Document segment:

▼▼▼

- Born: John Baptista Wanjohi 14 February 1950 (age 76) Thuita Village, Kenya Colony
- Occupations: Writer Former bank robber
- Known for: Writing books on his criminal career

= John Kiriamiti =

Kenyan writer (born 1950)

John Kiriamiti (born John Baptista Wanjohi, 14 February 1950) is a Kenyan former bank robber turned writer. Kiriamiti is best known as the writer of My Life in Crime and My Life with a Criminal: Milly's Story, which were both a sensation among Kenyan youth in the late 1980s and 1990s.

Kiriamiti was born in Thuita Village, Kamacharia, Murang'a District, in Central Kenya. He is the second of the nine children of Albert and Anne Wanjiru Kiriamiti, both primary school teachers in Murang'a.

▲▲▲

Material provided:
▼▼▼

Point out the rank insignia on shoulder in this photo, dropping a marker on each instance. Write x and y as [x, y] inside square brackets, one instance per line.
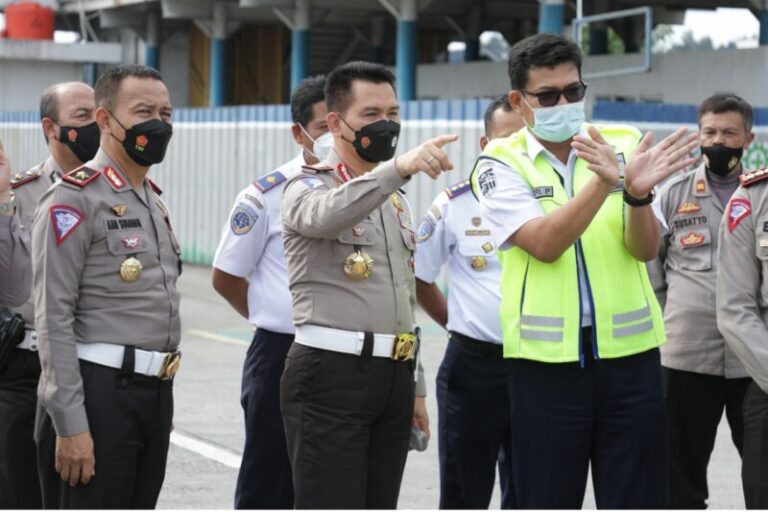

▲▲▲

Work to do:
Decide whether each statement below agrees with the John Kiriamiti text above. Answer yes or no for each and quote the words of the text that settle it.
(a) Kiriamiti is the eldest of his parents' children.
(b) Both of Kiriamiti's parents worked as primary school teachers.
(c) Kiriamiti's books caused a sensation among Kenyan youth in the 1970s.

The completed task:
(a) No: "the second of the nine children"
(b) Yes: "both primary school teachers in Murang'a"
(c) No: "a sensation among Kenyan youth in the late 1980s and 1990s"